演習用文章:
————————

大東文化大学落語と講演(中・桂米團治登場)

昨日の記事、荒又准教授が「村上春樹」「筒井康隆」「新作落語」について語ったように誤解されてしまうかもしれない。
これはぜんぶでっち定吉が勝手に連想した部分ですので、この点お断り申し上げます。
わずか15分の講演だったが、いろいろ聴き手脳内の書庫が開く、的確な内容であった。

続いて対談。
三語楼師が桂米團治師を招き入れ、紹介する。
満面の笑みで米團治師登場。
引き続き荒又准教授が聴き手を務めての対談である。

米團治師、トークが実に軽く、こうした舞台は本当に慣れていることがわかる。
ちなみに師は現在、東京芸術劇場でのオペラ「こうもり」(演出:野村萬斎)出演のため、東京で稽古中だそうで。
野村萬斎のこだわりで、芝居は日本語で、しかし歌はイタリア語でやりたいのだと。言語に合わせた抑揚があるのだから。
イタリア語では日本の客にわからないので、米團治演ずるフロッシュが狂言回しとして歌の内容を説明するらしい。
もちろんこのあたり、先の講演内容をすべて引いているのである。

————————

課題内容:
上にある大東文化大学での落語と講演についての文章を、最後の文のあとから書き継いでください。

提供資料:
————————

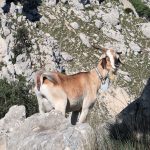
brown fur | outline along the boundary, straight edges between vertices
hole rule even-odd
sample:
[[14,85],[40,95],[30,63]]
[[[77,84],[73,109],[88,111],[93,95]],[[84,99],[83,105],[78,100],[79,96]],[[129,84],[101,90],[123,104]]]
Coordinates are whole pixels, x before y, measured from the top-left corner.
[[[115,59],[115,52],[112,51]],[[111,71],[111,63],[106,56],[102,58],[97,66],[101,76],[105,78]],[[40,84],[37,82],[40,78]],[[43,96],[51,102],[53,107],[61,111],[63,115],[66,112],[81,111],[79,122],[84,122],[88,110],[93,106],[96,100],[97,91],[101,85],[95,69],[89,72],[80,72],[74,75],[64,75],[58,72],[37,73],[35,80],[35,89],[37,97]],[[39,88],[40,85],[40,88]],[[72,124],[75,124],[72,120]]]

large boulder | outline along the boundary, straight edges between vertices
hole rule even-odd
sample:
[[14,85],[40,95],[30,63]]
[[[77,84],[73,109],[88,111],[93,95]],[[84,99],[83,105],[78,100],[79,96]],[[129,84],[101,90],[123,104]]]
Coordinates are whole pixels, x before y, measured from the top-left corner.
[[[14,128],[18,119],[22,123]],[[94,130],[88,124],[72,126],[70,120],[54,110],[42,115],[34,114],[24,119],[22,106],[13,106],[2,120],[5,120],[3,125],[6,129],[9,126],[9,128],[13,127],[13,130],[3,134],[2,130],[0,131],[1,150],[96,149]]]
[[141,30],[147,38],[150,38],[150,23],[143,23]]
[[5,39],[0,36],[0,62],[2,62],[2,58],[7,53],[7,43]]

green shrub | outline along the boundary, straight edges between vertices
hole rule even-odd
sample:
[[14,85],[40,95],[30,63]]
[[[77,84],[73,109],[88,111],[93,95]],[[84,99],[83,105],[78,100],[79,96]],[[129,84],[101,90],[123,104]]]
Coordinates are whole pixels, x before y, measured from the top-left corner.
[[135,7],[139,16],[146,17],[150,20],[150,8],[148,6],[146,6],[141,0],[130,0],[130,2]]
[[27,86],[22,76],[18,79],[19,82],[11,83],[8,83],[6,79],[0,79],[0,118],[4,117],[13,105],[24,105],[27,116],[38,112],[36,96],[29,93],[31,85]]

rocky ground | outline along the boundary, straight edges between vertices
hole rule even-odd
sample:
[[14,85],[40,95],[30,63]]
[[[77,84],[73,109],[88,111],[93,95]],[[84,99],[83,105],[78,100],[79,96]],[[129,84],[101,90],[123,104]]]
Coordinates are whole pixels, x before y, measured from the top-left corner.
[[[81,142],[68,145],[62,139],[63,146],[61,142],[59,144],[64,149],[96,149],[93,129],[94,132],[101,130],[103,123],[114,118],[135,97],[140,96],[147,83],[150,74],[150,23],[146,18],[139,17],[126,0],[105,0],[102,3],[98,0],[82,3],[78,0],[61,0],[58,3],[55,0],[35,1],[36,5],[32,7],[28,3],[0,0],[1,79],[6,78],[8,82],[18,81],[18,76],[21,75],[25,77],[26,84],[32,84],[35,71],[41,68],[47,71],[66,71],[67,74],[89,70],[96,66],[101,55],[91,46],[93,43],[122,52],[124,64],[118,70],[117,79],[109,90],[99,92],[98,100],[87,120],[91,127],[88,124],[72,127],[66,125],[68,120],[64,119],[65,126],[61,131],[46,129],[46,132],[39,132],[40,129],[37,129],[33,131],[33,136],[23,136],[37,139],[38,134],[42,134],[47,139],[51,136],[47,135],[49,132],[55,134],[55,138],[61,132],[61,136],[65,138],[65,134],[79,128],[75,130],[74,136],[81,137]],[[83,5],[84,3],[87,4]],[[149,6],[149,3],[146,4]],[[131,11],[126,11],[128,8]],[[27,128],[28,122],[40,120],[40,117],[55,118],[51,115],[38,114],[26,120],[24,118],[23,121],[21,119],[24,124],[21,122],[21,125],[15,127],[15,132],[9,131],[10,143],[14,134],[20,137],[16,130],[22,132]],[[59,122],[59,117],[56,120]],[[58,126],[61,126],[60,122]],[[37,145],[40,138],[30,144]],[[90,141],[89,146],[85,141]],[[17,138],[15,142],[14,145],[8,144],[8,149],[18,145]],[[24,149],[27,149],[29,139],[22,142]],[[76,147],[78,144],[82,145],[81,148]],[[22,145],[17,148],[20,149],[19,146]],[[53,143],[46,144],[47,147],[50,145]],[[40,145],[38,146],[33,149],[40,149]],[[42,148],[46,149],[44,146]]]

————————

最終回答:
米團治師はさまざまなジャンルで活躍する有名人。荒又先生も、ドイツ語のほうから米團治師を知ったそうで(かつてEテレのドイツ語講座で生徒役を務めていた)。
もっとも米團治師のほうは、「親父が偉大な噺家で、私は一貫してあほぼんです」という態度を決して崩さないのだった。偉大な親父のおかげで呼んでもらえましたと。
少年の頃、サッカー少年団でドイツ・オーストリアに行く機会があり、モーツァルトの生まれ変わりだと信じるに至ったという。このあたりは師のプロフィールにも書いてある。
入門のいきさつは、さまざまな媒体で繰り返し見聞きしているのだが、ご本人の口から発せられるとこれが実に面白い。
この後の高座のマクラ(米團治襲名のいきさつ)もそうなのだが、繰り返し同じエピソードを話して毎回盛り上げるというのは、もう大変なウデである。
たぶん、ご本人が飽きていないからではないだろうか。毎回、ざこば・枝雀という人たちのモノマネをいかに工夫するかというテーマもあるし。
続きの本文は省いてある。